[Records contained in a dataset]
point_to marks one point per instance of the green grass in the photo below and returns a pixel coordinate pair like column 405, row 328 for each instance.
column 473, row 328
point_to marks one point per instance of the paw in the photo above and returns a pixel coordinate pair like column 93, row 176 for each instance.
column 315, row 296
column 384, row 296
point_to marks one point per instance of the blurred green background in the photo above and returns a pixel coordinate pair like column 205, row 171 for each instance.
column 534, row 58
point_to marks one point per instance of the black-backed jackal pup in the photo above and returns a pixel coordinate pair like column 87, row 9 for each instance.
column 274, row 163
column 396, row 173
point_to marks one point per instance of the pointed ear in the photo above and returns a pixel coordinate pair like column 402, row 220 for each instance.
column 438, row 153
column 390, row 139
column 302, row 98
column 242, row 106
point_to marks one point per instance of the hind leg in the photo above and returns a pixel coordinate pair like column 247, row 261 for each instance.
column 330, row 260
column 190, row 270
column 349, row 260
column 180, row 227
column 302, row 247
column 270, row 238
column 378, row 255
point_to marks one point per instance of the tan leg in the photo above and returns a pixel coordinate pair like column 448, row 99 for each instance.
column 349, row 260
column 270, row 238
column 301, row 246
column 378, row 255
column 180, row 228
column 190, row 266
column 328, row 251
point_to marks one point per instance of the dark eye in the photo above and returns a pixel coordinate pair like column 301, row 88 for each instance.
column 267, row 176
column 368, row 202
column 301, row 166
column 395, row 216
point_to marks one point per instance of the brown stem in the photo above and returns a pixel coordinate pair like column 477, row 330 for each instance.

(What to work on): The full data must appear again, retyped in every detail.

(Your response):
point_to marks one point per instance of the green grass in the photo below and returns a pixel coordinate pair like column 405, row 328 for each instance.
column 473, row 328
point_to marks one point per instance of the paw in the photo above and returns a pixel coordinate pair like column 93, row 176 for each instance.
column 315, row 296
column 384, row 296
point_to marks one point per instance of the blurred green background in the photo above and returns a pixel coordinate pair like column 205, row 171 for each instance.
column 534, row 58
point_to marks one point per instance of the black-backed jackal pup in the photo above and returns a pixel coordinate pair like column 87, row 9 for each instance.
column 274, row 163
column 396, row 173
point_to marks one point per instance of the pointed ear in the photo above and returns a pixel coordinate pair like column 402, row 220 for each instance.
column 438, row 153
column 390, row 139
column 302, row 98
column 242, row 106
point_to marks one point per instance of the hind leg in the photo above and returns a pixel coordinate pair like column 247, row 261 for each instance.
column 330, row 260
column 190, row 270
column 349, row 260
column 180, row 227
column 302, row 247
column 270, row 238
column 378, row 255
point_to marks one point per instance of the tan leg in the photo above and returns a pixel coordinate pair like column 448, row 99 for each instance.
column 349, row 260
column 270, row 238
column 301, row 246
column 378, row 255
column 180, row 228
column 190, row 266
column 328, row 251
point_to marks one point per instance of the dark eye in the photo above and returns a pixel coordinate pair like column 301, row 88 for each instance.
column 267, row 176
column 368, row 202
column 301, row 166
column 395, row 216
point_to marks one point per instance of the brown stem in the photo above and returns a pixel coordinate pair like column 477, row 330 for each instance.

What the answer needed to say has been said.